-- GOALS --
1. Answer these questions from the forum thread about the microphone problem, one answer per line:
(a) Which sound card does the original poster have?
(b) What key combination opens Skype's options?
(c) Which headset is the microphone part of?
2. In the forum thread about the microphone problem, turn the paragraph beginning "In my install of ubuntu 11.10" into a short list of steps.
3. Translate this sentence from the forum thread about the microphone problem into Spanish: "I've had problems with the mic in linux, however the actual problem wasn't that the mic wasn't working but that the volume was set to the minimum or it was muted."

-- SOURCE --
▼
# Can't get microphone to work...



## Eskapism (Oct 2, 2010)

I've recently installed Ubuntu 11.10 with Wubi and I have been trying to setup Skype on it but only my webcam microphone seems to work...

I have the Xonar DG 5.1 Sound Card and it's detected by Linux and I can play audio on it but the mic just doesn't want to work >.<

If it makes a difference, I've got a speaker system plugged into my onboard sound as well which I'm using as default sound for the time being.

Any ideas how I could get my microphone to work guys? Any help appreciated.


----------



## Zarnak (Jan 24, 2012)

First of all. Have you confirmed that the microphone is fully functional?
Secondly. Have you chosen what microphone Skype actually should use?

You can access the options by pressing ctrl + o, microphone options are found under the Sound Devices button.


----------



## Eskapism (Oct 2, 2010)

Well my microphone is working absolutely fine in Windows 7, I'm using it right now on Skype.

But when I'm on Skype in Ubuntu the audio options only lets me select PulseAudio, not my soundcard or anything...


----------



## Zarnak (Jan 24, 2012)

If you disconnect the webcam. Do you still not get the microphone to work?

If you connect the microphone to your PC do you get an entry in /var/log/dmesg ? Use the following command in the terminal to check it out.



> dmesg


----------



## Eskapism (Oct 2, 2010)

My microphone still doesn't work if I unplug the webcam sadly 

Also, that command isn't found? I'm guessing I'll have to install something?

Edit: I tried it with sudo and it seems to work.

I ran the command before and after pluggin the mic into the rear audio port and I don't think there was any change in the log D:

The microphone is part of the SteelSeries Siberia v2 Headset that I use btw.


----------



## Zarnak (Jan 24, 2012)

Doing some research a the moment. Currently installing Ubuntu 11.10 to try to replicate your problem.
I'll get back to you soon.

EDIT : Use Sound Recorder (Native ubuntu application) to see if the operating system actually records any sound.
I've also found out that PulseAudio is very limited in their microphone support and that it is recommended to use ALSA instead. I'll post 
ALSA installation issues as soon as I can.

EDIT : When I tried it at home I don't even get to pick PulseAudio as an option. You might be missing some drivers for your motherboards internal sound module as well as your sound card.
I'll keep experimenting though. 

If someone who is more experienced wants to help. Feel free. ^^


----------



## Eskapism (Oct 2, 2010)

I tried the sound recorder, with webcam unplugged, and nothing was recorded 

I installed GNOME ALSA Mixer two days ago but I don't really know what I'm doing with it haha

As for my motherboard it's an Gigabyte M68M-S2P so I'll try and find some drivers for it. My Xonar DG sound card should apparently work fine with Linux, but it's only microphone that doesn't I guess 

Appreciate the help you're giving me man


----------



## Zarnak (Jan 24, 2012)

Well. The ALSA mixer is only a mixer. No drivers or anything like that whatsoever. (From what I can gather).

Unfortunately I still haven't found a solution.


----------



## DVOM (Jun 21, 2002)

I've had problems with the mic in linux, however the actual problem wasn't that the mic wasn't working but that the volume was set to the minimum or it was muted.

In my install of ubuntu 11.10 I left click the volume control and select "sound settings" then in "select controls" put a check in "master" and in "microphone". That should give you the ability to adjust the volume on the mic.

On other linux distros I've had to install a different mixer to give me a GUI to adjust the mic volume.


----------



## Zarnak (Jan 24, 2012)

Sorry for a late answer.
I have found nothing as of yet. Although I have tried installing ubuntu 11,10 on two computers with different hardware both of them got other options than AudioPulse by default in Skype.

I saw two Skype-entries in the package manager however. Maybe one of them is a "correct" one? (or it might just have been a bug or something).


----------
▲
-- SOURCE EXCERPT --
▼
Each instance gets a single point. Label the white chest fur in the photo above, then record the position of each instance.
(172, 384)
▲
-- ANSWERS TO THE EXERCISES --
1.
(a) The Xonar DG 5.1 Sound Card.
(b) Ctrl + O.
(c) The SteelSeries Siberia v2 Headset.

2.
- Left-click the volume control and choose "sound settings."
- Under "select controls," check "master" and "microphone."
- This should make the microphone volume adjustable.

3. He tenido problemas con el micrófono en Linux; sin embargo, el problema real no era que el micrófono no funcionara, sino que el volumen estaba al mínimo o estaba silenciado.